抜粋した文章
....
★さちゅりこん――渡邊史郎と縦塗横抹

世界が矛盾的自己同一的形成として、現在において過去と未来とが一となるという時、我々は反省的である。(西田幾多郎)

情動・心・動物

2025-03-09 23:55:14 | 文学


よろしき人ならばこそ、もしやと言ひはべたらめ、ただ今の一の者、太政大臣も、この君にあへば、音もせぬ君ぞや。御妹、限りなく時めきたまふを持たまへり。わが御覚えばかりと思すらむ人、うちあふべくもあらず」など言ひて往ぬれば、かひなし。おりなむと思ひて、六人まで乗りたりければ、いと狭くて、身じろきもせず、苦しきこと、落窪の部屋に籠りたまへりしにも、まさるべし。[…]「北の方、このたびの御婿取りの恥ぢがましきことと、腹立ちたまふ。宿世にやおはしけむ、いつしかとやうに孕みたまへれば、心ちよげに見えたまふかし。北の方も思ひまつはれてなむ、いみじう誉めたまふめるものを。鼻こそ中にをかしげにてあるとこそ、言はるめれ」と宣へば、少納言「嘲弄し聞えさせたまへるなり。御鼻なむ、中にすぐれて見苦しうおはする。鼻うち仰ぎ、いららぎて、穴の大きなることは、左右に対建て、寝殿も造りつべく」など言へば、「いといみじきことかな。げに、いかにいみじうおぼえたまふらむ」など語らひたまふほどに、中将の君、内裏より、いといたう酔ひて、まかでたまへり。

車の中に閉じ込められた北の方たちは落窪の姫よりも苦しかったに違いないとか言ってみたり、鼻の穴に寝殿を建てられるとか言わせてみたりと、現代に生きていれば「箱男」でも書いたのではないかとも思われる「落窪物語」の作者である。うんこネタが有名な「落窪物語」であるが、そういえば、幼児は矢鱈段ボール箱とかに入りたがるものである。わたくしもそんなだった記憶があるが、やはり個体差がある。かまくらに頭をツッコみたがる同級生も全員ではなかった。――それはともかく、この物語の精神は幼児退行とでもいうものであったに違いない。

今日は情動論のトークセッションをオンラインで勉強しに行った。よく言われるように、情動が前個体的なものだとすると、いずれは個体になるのかもしれない。その前に上のように落ち窪んだり牛車に押し込められたり、鼻の穴に建物を建てたりするのであろうか?それとも我々は個体となってからその個体を広げて解体して行くのであろうか?ここに強い感情が伴うことは確かであるが、それが我々にとって欲動なのか情動なのかわからない。学生にパッションを要求する教師が多いし、そのためには自分がパッションを持っていないと感染しないとか言われることもあるが、この現象は情動の範疇なのであろうか?思うに、赤ん坊の泣き声を我々は蝉の鳴き声と一緒にすることができない。たぶん、情動の理論の底にはそんな感覚が横たわっている。

豹一はぱっと赧くなったきりで、物を言おうとすると体が震えた。呆れるほど自信のないおどおどした表情と、若い年で女を知りつくしている凄みをたたえた睫毛の長い眼で、じっと見据えていた。
....
取り組む課題
1: 抜粋した文章によると、筆者はこの日、オンラインで何を勉強しに行ったか。
2: 一覧の冒頭から「<point>829,376</point>」を含む行までの範囲を、「construction lot」を「building site」に置き換えて書き直しなさい。それ以外の部分は一切変えないこと。

位置特定の項目
....
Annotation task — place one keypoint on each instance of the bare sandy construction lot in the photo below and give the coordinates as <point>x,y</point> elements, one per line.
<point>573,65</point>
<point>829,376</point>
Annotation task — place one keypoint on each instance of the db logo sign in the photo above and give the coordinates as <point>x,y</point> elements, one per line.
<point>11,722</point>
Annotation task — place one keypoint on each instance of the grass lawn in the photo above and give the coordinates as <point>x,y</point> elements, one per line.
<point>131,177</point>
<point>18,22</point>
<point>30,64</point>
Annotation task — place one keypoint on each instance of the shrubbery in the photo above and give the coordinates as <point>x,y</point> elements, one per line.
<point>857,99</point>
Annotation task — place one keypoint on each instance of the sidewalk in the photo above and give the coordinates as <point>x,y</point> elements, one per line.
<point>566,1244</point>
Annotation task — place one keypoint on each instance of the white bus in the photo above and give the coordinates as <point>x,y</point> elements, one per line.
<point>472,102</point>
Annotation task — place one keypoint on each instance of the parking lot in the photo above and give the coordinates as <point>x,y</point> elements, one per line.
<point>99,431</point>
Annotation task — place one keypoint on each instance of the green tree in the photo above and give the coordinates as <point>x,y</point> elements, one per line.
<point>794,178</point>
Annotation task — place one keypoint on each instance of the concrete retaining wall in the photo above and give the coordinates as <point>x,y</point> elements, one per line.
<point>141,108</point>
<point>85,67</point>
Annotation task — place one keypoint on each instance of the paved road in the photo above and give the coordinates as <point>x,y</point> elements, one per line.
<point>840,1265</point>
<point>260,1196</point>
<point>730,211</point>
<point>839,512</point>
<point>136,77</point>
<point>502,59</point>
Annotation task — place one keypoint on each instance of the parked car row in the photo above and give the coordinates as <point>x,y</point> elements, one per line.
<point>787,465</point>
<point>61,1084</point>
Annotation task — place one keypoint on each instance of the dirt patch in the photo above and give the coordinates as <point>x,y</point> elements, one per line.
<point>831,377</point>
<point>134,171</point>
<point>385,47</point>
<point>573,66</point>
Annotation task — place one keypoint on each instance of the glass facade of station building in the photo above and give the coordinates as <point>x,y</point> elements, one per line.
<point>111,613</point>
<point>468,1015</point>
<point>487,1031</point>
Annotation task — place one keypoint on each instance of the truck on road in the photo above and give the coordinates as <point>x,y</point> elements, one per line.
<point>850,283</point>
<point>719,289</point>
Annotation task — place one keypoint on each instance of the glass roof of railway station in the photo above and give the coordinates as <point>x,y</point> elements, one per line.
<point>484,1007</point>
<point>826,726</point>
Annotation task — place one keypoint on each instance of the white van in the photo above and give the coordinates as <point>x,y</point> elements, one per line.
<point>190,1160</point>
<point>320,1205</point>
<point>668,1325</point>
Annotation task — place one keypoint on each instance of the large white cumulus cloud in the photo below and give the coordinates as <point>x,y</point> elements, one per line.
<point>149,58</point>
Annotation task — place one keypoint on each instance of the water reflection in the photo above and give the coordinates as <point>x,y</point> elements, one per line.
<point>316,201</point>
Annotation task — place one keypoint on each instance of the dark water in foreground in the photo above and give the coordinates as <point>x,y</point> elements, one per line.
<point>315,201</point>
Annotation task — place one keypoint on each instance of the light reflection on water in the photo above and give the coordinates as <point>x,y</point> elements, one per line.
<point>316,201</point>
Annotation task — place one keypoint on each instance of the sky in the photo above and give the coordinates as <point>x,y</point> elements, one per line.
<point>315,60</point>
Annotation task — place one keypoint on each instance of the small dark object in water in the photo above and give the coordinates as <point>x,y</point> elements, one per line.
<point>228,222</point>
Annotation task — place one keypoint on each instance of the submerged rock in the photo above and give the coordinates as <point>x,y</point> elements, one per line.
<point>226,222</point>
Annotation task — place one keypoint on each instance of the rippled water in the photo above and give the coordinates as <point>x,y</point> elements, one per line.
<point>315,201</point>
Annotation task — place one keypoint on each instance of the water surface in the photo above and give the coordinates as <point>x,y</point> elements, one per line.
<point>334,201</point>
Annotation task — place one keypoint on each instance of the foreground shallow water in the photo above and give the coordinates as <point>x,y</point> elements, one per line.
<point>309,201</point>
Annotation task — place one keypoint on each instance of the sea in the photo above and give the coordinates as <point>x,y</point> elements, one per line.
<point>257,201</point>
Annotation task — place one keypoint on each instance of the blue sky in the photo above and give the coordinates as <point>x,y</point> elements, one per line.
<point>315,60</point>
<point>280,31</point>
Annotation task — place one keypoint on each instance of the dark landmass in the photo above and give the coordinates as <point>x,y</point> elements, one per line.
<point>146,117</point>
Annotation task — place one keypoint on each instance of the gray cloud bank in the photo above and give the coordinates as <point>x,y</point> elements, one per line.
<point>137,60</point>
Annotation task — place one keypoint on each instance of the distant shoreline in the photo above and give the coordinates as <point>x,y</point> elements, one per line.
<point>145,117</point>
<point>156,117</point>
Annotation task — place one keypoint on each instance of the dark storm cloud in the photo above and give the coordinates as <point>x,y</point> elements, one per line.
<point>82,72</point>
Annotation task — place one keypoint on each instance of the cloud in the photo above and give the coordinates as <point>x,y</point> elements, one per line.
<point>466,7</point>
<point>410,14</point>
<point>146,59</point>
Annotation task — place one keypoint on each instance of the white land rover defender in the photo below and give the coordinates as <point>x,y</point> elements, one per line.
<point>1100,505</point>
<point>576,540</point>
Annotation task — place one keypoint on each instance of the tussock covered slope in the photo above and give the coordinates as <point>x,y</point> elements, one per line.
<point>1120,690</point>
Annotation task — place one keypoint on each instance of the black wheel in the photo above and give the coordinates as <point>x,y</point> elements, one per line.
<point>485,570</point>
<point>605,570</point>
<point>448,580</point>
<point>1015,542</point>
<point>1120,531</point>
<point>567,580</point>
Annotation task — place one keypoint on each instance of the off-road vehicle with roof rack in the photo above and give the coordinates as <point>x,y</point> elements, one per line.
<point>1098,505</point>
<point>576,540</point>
....
各課題の解答
1: 情動論のトークセッションである。

2:
Annotation task — place one keypoint on each instance of the bare sandy building site in the photo below and give the coordinates as <point>x,y</point> elements, one per line.
<point>573,65</point>
<point>829,376</point>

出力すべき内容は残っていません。